- Records from a collection -
######
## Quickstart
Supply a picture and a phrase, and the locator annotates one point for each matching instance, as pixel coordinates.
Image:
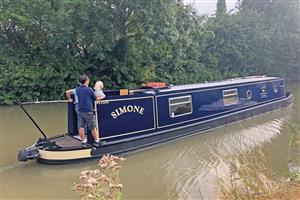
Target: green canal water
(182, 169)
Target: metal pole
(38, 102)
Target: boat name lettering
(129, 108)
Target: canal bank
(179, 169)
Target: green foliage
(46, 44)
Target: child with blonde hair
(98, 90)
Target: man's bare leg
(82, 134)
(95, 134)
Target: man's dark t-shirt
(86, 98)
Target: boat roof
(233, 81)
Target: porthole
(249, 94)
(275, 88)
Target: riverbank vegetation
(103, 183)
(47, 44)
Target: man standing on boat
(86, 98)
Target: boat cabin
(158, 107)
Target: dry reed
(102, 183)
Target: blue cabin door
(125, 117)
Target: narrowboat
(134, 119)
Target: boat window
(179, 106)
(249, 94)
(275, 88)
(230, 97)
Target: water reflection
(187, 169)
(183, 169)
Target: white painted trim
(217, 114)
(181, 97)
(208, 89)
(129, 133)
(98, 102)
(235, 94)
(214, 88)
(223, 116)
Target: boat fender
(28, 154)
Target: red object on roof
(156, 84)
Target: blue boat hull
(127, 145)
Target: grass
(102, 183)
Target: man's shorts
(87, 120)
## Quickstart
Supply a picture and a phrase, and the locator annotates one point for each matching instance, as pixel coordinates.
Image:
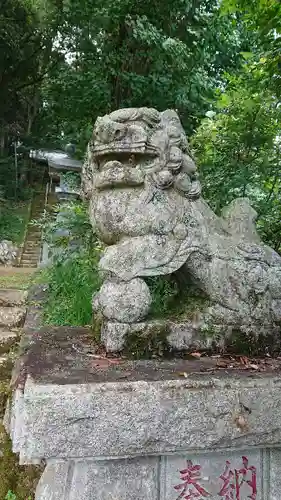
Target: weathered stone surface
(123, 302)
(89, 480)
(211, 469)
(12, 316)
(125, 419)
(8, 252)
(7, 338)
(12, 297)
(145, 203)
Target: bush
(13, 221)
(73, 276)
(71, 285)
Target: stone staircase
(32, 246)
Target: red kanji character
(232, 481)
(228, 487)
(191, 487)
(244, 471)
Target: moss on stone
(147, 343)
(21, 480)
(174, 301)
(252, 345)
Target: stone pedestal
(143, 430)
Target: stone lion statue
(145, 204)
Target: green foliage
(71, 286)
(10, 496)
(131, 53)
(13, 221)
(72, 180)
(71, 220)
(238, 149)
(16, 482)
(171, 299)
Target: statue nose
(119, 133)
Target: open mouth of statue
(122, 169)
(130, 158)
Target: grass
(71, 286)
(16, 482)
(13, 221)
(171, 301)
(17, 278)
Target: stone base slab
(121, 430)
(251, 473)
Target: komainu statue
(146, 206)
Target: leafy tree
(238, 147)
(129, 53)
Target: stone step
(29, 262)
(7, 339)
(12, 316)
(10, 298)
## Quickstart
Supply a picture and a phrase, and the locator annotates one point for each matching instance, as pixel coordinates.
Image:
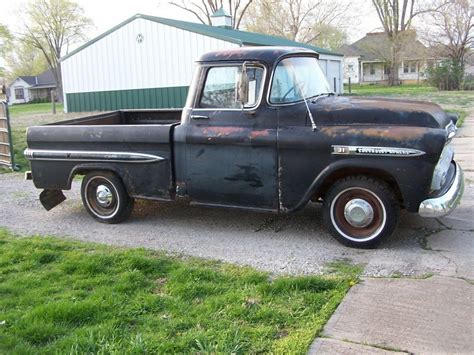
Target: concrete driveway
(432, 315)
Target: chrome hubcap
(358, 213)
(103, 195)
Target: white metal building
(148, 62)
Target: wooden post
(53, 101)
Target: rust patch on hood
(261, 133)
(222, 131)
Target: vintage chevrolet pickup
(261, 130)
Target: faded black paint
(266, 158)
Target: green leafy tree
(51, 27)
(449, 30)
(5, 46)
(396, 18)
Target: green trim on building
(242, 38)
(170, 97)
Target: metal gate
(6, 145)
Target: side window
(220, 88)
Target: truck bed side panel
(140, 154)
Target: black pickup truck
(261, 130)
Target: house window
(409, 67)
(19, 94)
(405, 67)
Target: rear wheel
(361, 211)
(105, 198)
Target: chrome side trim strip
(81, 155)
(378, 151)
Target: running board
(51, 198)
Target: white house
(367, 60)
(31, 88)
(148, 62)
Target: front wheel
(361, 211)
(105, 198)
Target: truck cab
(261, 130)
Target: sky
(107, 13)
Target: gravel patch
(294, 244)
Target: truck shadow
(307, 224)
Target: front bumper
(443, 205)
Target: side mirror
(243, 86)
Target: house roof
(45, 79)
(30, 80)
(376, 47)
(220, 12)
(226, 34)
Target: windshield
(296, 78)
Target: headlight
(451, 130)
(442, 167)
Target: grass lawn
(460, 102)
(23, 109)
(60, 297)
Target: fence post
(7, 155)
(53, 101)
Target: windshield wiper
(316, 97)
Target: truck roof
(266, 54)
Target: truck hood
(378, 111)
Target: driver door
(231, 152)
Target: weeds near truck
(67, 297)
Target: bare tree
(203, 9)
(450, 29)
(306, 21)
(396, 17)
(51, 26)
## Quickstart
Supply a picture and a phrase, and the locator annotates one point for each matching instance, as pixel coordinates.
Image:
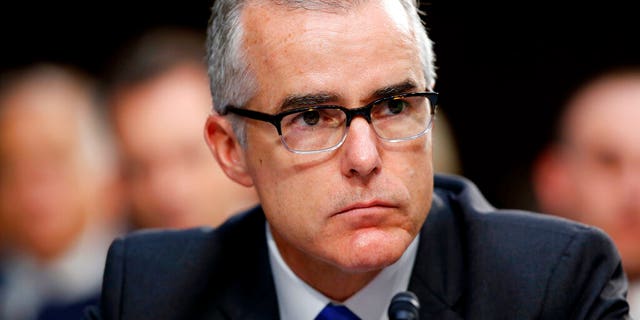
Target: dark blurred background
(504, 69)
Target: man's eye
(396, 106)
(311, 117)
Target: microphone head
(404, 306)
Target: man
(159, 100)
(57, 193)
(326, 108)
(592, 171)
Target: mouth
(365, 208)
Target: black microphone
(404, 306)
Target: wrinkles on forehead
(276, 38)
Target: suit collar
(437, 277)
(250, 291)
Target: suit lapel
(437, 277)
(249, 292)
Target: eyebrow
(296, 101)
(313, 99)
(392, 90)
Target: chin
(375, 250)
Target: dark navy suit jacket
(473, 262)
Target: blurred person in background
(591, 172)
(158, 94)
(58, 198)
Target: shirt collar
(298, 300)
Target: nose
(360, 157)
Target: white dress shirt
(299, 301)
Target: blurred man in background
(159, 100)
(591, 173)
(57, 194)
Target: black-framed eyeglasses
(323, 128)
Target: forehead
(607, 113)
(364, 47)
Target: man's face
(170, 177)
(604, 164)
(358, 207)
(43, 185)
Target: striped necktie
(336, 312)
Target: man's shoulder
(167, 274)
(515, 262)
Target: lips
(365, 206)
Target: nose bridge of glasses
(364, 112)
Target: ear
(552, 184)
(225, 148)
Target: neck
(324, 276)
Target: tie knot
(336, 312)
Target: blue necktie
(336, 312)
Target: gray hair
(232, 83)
######
- YOUR ASSIGNMENT -
Starting with the line that contains "Target: black microphone", restate every line up to and including the last one above, exactly.

- OUTPUT OF THE TASK -
Target: black microphone
(404, 306)
Target: wrinkles on forehead
(276, 38)
Target: suit collar
(437, 277)
(250, 291)
Target: suit lapel
(437, 277)
(249, 292)
Target: eyebrow
(296, 101)
(313, 99)
(392, 90)
Target: chin
(375, 250)
Target: dark navy suit jacket
(473, 262)
Target: blurred person in background
(591, 172)
(158, 94)
(58, 198)
Target: shirt collar
(298, 300)
Target: nose
(360, 157)
Target: white dress shirt
(299, 301)
Target: blurred man in background
(159, 100)
(591, 173)
(57, 194)
Target: black-framed eyeglasses
(323, 128)
Target: forehead
(607, 113)
(364, 47)
Target: man's face
(170, 177)
(604, 164)
(358, 207)
(43, 185)
Target: striped necktie
(336, 312)
Target: man's shoulder
(167, 274)
(515, 262)
Target: lips
(365, 206)
Target: nose bridge of glasses
(364, 112)
Target: ear
(552, 184)
(225, 148)
Target: neck
(324, 276)
Target: tie knot
(336, 312)
Target: blue necktie
(336, 312)
Target: gray hair
(232, 83)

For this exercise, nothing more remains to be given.